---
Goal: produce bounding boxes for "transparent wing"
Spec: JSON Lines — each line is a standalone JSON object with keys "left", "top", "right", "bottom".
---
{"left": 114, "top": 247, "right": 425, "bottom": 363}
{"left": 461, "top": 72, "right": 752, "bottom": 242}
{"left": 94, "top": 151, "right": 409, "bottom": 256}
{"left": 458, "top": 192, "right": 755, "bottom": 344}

...

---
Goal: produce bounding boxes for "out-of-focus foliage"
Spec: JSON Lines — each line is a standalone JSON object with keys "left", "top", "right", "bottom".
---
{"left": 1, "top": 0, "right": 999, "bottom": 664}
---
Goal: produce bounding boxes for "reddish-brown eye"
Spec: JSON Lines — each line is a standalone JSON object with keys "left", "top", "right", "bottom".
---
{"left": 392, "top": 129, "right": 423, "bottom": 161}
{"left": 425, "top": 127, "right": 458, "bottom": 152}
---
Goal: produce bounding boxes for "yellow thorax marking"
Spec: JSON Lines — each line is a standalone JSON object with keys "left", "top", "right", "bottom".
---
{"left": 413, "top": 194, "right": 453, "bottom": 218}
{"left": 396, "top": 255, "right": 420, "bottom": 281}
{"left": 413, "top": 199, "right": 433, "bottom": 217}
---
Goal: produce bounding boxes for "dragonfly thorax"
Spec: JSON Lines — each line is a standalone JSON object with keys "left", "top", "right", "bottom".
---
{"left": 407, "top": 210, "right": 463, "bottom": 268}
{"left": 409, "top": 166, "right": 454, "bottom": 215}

## Your task:
Which of the lines above hold the word "boxes"? Copy each one.

## Solution to the problem:
Goal: produce bounding boxes for "transparent wing"
Goal: produce bounding boxes for "out-of-focus foliage"
Goal: produce bounding boxes for "reddish-brown eye"
Goal: produce bounding boxes for "yellow thorax marking"
Goal: produce bounding boxes for "dragonfly thorax"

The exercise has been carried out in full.